**Written request 1**. Please report how many lines of the listing contain the string "pumpkin", giving only the number.
━━ Passage given
Studio album by Prick
- Released: February 28, 2002
- Recorded: 1996–2000; various locations in London, England
- Length: 46:47
- Label: Lucky Pierre Music
- Producer: Kevin McMahon, Warne Livesey

Prick chronology
| Prick (1995) | The Wreckard (2002) |  |

= The Wreckard =

The Wreckard is the second studio album by American industrial rock band Prick. It was released online on February 28, 2002, via frontman Kevin McMahon's own record label, Lucky Pierre Music. The album was produced by McMahon and British record producer Warne Livesey, who produced Prick's self-titled 1995 debut album.

The production of the album was rejected by Prick's previous record labels Nothing/Interscope Records due to creative differences and the labels' commercial expectations. It sold 3,000 copies in the first three months of its release without any promotion other than word of mouth. At the same year of its release, McMahon has assembled a new line-up for Prick, which featured guitarist Greg Zydyk, former Lucky Pierre bassist Tom Lash and former Stabbing Westward drummer Andy Kubiszewski. The band toured in between 2002 and 2003 to promote the album.
━━━━
━━ The input
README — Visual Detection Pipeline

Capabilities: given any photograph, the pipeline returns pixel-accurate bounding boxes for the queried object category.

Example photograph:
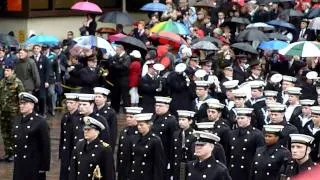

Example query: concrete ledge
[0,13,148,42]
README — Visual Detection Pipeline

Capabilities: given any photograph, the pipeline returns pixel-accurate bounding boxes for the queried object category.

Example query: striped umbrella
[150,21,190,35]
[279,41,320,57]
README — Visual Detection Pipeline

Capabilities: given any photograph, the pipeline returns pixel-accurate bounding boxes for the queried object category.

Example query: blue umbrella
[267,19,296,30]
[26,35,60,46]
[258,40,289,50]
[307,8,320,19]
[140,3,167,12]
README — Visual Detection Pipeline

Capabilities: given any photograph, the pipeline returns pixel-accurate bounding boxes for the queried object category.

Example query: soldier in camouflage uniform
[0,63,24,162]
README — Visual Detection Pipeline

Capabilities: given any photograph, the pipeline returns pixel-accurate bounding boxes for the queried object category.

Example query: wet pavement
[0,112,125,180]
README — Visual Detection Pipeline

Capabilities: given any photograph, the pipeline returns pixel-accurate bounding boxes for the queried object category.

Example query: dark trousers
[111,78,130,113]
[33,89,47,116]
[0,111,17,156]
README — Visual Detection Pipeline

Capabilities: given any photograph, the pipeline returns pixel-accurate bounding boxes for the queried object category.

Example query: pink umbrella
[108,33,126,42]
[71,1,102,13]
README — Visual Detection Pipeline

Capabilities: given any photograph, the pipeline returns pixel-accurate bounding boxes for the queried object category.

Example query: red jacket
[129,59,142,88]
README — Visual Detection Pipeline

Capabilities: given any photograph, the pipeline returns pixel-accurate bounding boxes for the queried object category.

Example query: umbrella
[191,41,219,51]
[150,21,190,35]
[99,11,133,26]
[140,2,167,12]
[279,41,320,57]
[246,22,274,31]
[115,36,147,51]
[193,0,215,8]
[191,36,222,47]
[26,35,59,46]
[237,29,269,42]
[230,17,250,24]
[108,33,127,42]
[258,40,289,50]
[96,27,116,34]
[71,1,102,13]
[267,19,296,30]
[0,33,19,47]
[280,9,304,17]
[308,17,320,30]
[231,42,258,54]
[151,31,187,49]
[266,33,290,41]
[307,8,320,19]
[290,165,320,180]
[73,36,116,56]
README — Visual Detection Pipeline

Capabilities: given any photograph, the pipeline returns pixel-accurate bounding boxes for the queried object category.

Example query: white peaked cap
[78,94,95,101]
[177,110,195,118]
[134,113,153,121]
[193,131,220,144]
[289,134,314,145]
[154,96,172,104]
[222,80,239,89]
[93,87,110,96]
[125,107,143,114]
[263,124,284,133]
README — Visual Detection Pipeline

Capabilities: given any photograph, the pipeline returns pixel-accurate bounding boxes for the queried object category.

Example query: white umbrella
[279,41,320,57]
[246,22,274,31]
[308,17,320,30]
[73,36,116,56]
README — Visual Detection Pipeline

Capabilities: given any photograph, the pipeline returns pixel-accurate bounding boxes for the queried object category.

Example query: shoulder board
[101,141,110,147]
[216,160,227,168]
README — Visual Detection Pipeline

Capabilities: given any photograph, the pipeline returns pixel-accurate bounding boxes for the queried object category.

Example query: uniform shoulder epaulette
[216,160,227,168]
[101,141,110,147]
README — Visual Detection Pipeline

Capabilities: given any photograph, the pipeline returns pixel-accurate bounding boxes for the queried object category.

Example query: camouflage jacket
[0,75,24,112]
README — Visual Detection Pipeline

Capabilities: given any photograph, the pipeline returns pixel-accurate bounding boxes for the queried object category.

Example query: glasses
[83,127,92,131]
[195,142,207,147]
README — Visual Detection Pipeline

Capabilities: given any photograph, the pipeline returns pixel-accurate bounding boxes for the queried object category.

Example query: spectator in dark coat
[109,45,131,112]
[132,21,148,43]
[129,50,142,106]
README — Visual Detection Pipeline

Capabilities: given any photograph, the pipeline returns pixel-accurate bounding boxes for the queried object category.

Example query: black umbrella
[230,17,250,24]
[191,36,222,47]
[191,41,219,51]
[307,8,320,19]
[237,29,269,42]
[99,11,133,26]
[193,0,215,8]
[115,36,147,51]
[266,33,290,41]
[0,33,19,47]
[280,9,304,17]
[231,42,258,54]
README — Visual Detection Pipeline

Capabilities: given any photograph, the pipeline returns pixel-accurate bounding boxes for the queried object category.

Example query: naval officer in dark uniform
━━━━
━━ The input
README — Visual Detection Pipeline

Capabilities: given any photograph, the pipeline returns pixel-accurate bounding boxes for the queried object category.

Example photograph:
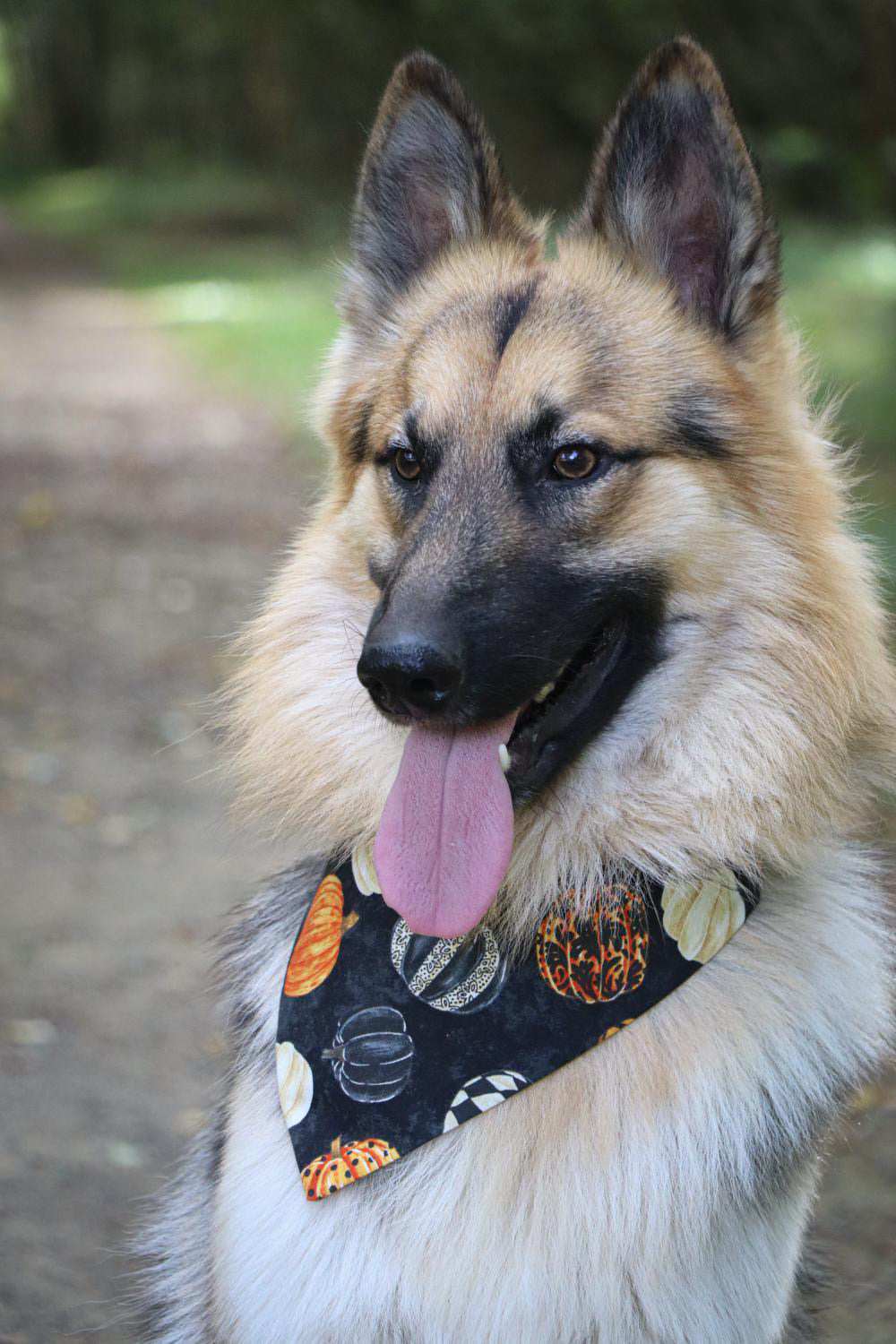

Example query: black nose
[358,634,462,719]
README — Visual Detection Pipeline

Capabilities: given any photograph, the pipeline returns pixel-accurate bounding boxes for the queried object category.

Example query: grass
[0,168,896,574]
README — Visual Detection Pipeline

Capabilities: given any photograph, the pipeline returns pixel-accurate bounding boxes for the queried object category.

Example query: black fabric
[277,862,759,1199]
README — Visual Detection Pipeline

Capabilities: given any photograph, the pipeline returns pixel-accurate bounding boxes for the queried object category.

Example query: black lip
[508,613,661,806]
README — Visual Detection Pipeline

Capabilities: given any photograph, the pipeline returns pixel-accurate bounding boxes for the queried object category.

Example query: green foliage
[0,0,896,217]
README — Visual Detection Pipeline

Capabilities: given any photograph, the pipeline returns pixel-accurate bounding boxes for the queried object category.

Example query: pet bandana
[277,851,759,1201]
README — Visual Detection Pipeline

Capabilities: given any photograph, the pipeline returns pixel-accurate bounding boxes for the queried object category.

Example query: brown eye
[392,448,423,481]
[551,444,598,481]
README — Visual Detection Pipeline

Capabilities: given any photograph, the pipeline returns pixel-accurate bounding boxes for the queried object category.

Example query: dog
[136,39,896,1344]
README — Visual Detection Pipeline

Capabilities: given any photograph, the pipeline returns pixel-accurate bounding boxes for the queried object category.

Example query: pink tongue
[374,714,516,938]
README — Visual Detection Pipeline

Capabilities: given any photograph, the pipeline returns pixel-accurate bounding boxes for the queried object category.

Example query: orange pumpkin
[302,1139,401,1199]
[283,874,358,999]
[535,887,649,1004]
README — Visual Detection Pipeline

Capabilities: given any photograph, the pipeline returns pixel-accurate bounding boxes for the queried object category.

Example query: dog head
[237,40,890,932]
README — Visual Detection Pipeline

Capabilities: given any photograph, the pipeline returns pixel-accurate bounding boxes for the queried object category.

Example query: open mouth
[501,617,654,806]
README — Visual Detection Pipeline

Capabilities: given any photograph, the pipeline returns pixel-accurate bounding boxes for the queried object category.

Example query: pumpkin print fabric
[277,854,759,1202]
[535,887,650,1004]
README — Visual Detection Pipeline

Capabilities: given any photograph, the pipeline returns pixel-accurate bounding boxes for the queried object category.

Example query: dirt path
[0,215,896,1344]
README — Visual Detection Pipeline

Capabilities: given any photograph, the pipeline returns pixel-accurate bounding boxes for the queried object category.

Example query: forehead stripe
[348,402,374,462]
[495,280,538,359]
━━━━
**Written request 2**. According to the album article, how many copies did The Wreckard sell in the first three months after its release?

**Finished answer 1**. 2

**Finished answer 2**. 3,000 copies.